◆ **Short problem**: All of the material below is to be restated word for word, apart from the pictures.

* begin *

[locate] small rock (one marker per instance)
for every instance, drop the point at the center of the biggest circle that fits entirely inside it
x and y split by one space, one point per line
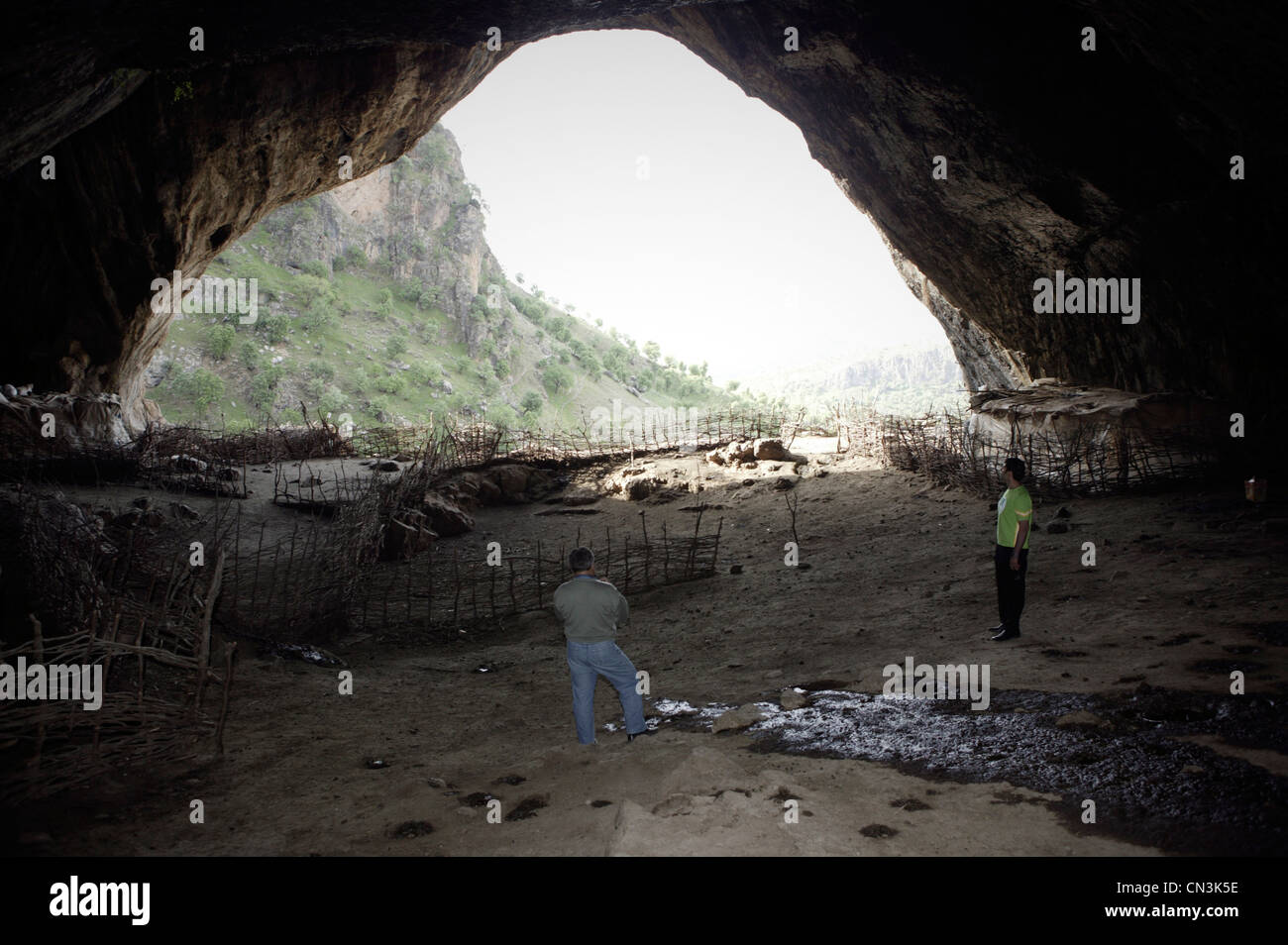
1081 718
741 717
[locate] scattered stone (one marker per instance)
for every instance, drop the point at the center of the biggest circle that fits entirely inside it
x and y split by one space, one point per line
411 829
877 830
1081 720
737 718
187 464
527 807
911 803
129 518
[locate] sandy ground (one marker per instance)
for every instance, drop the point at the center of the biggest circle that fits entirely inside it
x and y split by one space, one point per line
897 570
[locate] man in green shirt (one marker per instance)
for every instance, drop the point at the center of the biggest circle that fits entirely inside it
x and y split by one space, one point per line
1012 554
591 610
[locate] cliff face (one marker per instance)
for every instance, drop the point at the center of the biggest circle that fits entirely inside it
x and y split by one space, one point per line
1109 163
419 215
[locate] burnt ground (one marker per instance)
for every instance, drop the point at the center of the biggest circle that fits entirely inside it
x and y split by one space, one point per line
1188 586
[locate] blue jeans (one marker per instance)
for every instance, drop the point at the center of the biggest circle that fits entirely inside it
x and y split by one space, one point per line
588 662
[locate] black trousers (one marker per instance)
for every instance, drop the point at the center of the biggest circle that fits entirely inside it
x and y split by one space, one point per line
1010 584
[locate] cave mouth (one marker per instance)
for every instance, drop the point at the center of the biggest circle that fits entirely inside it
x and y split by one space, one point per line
879 97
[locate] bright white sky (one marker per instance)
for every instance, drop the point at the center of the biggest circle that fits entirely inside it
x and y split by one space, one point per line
738 249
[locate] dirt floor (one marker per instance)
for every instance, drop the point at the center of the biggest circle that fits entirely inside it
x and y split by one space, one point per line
1186 587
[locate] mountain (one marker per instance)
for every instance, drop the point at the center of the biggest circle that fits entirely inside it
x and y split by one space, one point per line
381 300
909 378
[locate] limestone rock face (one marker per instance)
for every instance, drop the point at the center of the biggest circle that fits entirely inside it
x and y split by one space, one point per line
1109 163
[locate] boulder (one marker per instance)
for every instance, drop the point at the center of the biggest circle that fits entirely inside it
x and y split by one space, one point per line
445 516
791 699
774 450
406 538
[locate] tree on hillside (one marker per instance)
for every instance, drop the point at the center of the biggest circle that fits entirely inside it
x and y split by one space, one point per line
557 378
532 402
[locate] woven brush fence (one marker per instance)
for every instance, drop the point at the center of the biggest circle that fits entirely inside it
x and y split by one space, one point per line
128 601
442 591
1085 459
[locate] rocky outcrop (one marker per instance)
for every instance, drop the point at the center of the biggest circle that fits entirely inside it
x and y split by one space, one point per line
1111 163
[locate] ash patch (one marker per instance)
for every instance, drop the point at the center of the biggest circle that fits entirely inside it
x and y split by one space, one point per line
1147 787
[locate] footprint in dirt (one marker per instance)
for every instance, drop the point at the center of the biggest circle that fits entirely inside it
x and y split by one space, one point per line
528 807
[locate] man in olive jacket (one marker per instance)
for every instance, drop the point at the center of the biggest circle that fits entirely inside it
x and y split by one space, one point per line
591 610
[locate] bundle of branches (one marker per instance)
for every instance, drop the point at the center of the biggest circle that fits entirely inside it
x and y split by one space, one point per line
123 600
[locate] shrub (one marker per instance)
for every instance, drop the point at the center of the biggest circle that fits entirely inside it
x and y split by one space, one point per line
390 383
555 378
201 386
320 368
219 340
333 400
274 327
312 290
250 356
318 318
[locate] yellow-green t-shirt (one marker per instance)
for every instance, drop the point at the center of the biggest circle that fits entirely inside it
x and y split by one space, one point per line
1013 507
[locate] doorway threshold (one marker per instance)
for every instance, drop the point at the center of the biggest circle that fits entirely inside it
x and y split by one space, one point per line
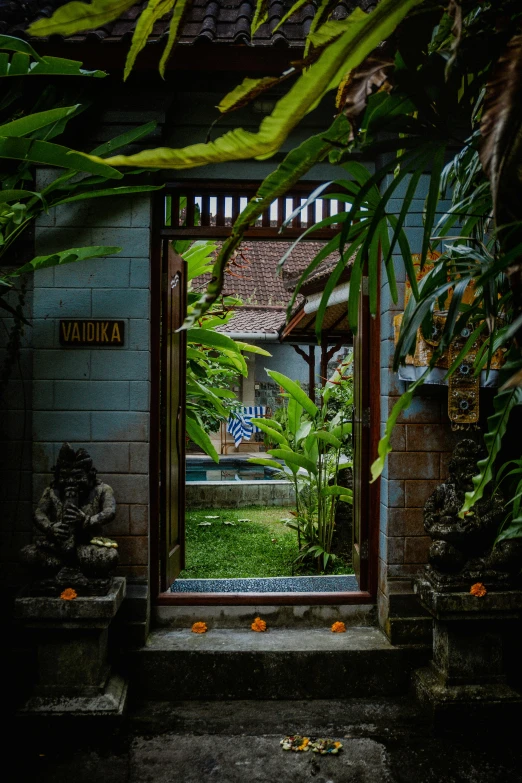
274 584
296 591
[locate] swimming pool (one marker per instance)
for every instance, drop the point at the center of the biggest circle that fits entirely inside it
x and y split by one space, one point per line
227 470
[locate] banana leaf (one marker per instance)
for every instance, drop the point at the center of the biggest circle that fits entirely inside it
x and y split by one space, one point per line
196 433
295 391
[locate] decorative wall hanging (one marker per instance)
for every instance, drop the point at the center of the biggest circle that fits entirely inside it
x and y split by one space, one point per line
464 385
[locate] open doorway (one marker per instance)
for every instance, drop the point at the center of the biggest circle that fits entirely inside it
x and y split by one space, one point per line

* end *

◆ **Result for this exercise**:
[locate] small rock (one marker per instance)
for every instance, drop the point at the center of the biggest circle that fits entirely inside it
x and y split by one space, one point per line
1081 718
741 717
[locate] scattered stone (one marker per instance)
for every instance, drop the point at the center of the biggest circle that fits entirely inside it
x and y split by one space, one point per line
411 829
877 830
1081 720
737 718
187 464
527 807
911 803
129 518
[locate] sandy ground (one marker per instance)
for every instance, drop the point at the center of the biggest circle that fits entirely inside it
x and y split by one space, one point per line
897 570
[locate] man in green shirt (one marker per instance)
for every instance, drop the point at the center of the biggest circle that fits entirely inside it
x and y split by one space, one point per line
1012 554
591 610
[locate] cliff face (one marker per instance)
for every instance, drop the point at the center of the biggest circle that fits entirely inside it
x and y split by one space, one point per line
1109 163
419 215
[locate] burnt ground (one marker per instance)
for every instance, drop the point at the center of the biggest circle that fits entirely inside it
x and y split by one space, one point per line
1188 586
[locate] blue jeans (one marker per instance)
for every instance, drop the point at the center of the biggest circle that fits entirely inside it
x and y split by one space, one point per line
588 662
[locate] black trousers (one marker per instance)
for every instance, drop the point at the center of the biggest circle that fits entirely inside it
x and y split by one space, one point per line
1010 584
[locate] cave mouth (one marker per instance)
for every instance, drop the point at the center of the biggest circle that fits entirely inside it
x and y split by one space, one point per line
879 97
[locate] bright white sky (one marker per instance)
for every instance, drop the point at the center of the biggest circle that fits entirely inside it
x and y split by one space, one point per line
738 249
[locate] dirt floor (one marker per instance)
for every instance, drop the point at the center of the biggest circle that fits entirely inside it
x and y split by one space, one point per line
1186 587
[locate] mountain (one marker per instance)
for every instance, drop the point at the center of the biggest circle that fits entirely inside it
x and y split by one space, one point per line
381 300
909 378
[locate] limestone rock face (one marker per instance)
for every instance, drop the point at the center of the biggest circle that fits entirely inside it
x and y split by one space, one point per line
1109 163
[locate] boulder (one marker per instance)
for every instance, drop the point at the center of the biggest circle that fits entirely inside it
x and y split by one space, one point per line
445 516
791 699
774 450
406 538
[locate] tree on hillside (one marker per instance)
for every instance, drop the point at the center of the biggest circle that fits entirely inside it
x and y split by one space, one point per line
557 378
532 402
[locate] woven brush fence (one marker per instance)
for every instance, drop the point at the center of the biggest circle that fits entirely inside it
x and y split by one space, one point per line
128 601
442 591
1085 459
[locate] rocky outcrop (one marker per instance)
for every instance, drop the point at the center of the biggest circle that fits entirely inside it
x and y split by one space, one point per line
1111 163
[locate] ash patch (one marker per instance)
for every instance, drop the point at the center of the biggest circle that fits entirely inside it
x and y split by one space, one point per line
1147 787
[locate] footprint in dirt (one marker per instance)
for every instance, drop the point at the center of the biggest circle that fits entirely inside it
x and y split by one space, one point per line
528 807
[locate] man in olive jacket (one marker per instance)
for every instance, drop the point at the center of the biggest circle that fits entirely inside it
x and y split by one space, one point per line
591 610
[locate] bundle of branches (one marker per instance)
for every instance, drop the point at the center of the biggest circle that fits entirely inside it
x and y split by one space, one point per line
123 600
[locate] shrub (one marker per instance)
for every instance, drop the point at the center of the biggest circle that fits entirely inside it
x and y split by one space, one point per line
390 383
555 378
201 386
320 368
219 340
333 400
274 327
312 290
250 356
318 318
[locate] yellow-green t-shirt (one marker per instance)
for every instance, drop the point at the center of the biggest circle that fits entirely inside it
x and y split by one space, one point per line
1013 507
[locate] doorway threshold (one marker per instance)
for every instance, drop the point at the center of the biggest circle that fits entirely inside it
x and y split by one space, one point per line
274 584
296 591
[locate] swimming pool (one marker per instance)
for every instance, drop the point at the center of the biggest circle that fits entirely inside it
x and y split by one space, one point per line
227 470
[locate] banana leaf (one marker per instance)
for every instance, drop the point at the center of the biggest circle that fits entirely inside it
x and y split by one space, one point per line
196 433
295 391
[locate] decorative wall hanging (one marker per instance)
for every instance, drop the point at the center of the biggest circle that fits entirely inside it
x and y split by one space, one point per line
464 385
[locate] open doorway (one marker per instance)
for every instance, drop the point at the center of the biggest circle that fits entirely inside it
x and y split by one space, one point per line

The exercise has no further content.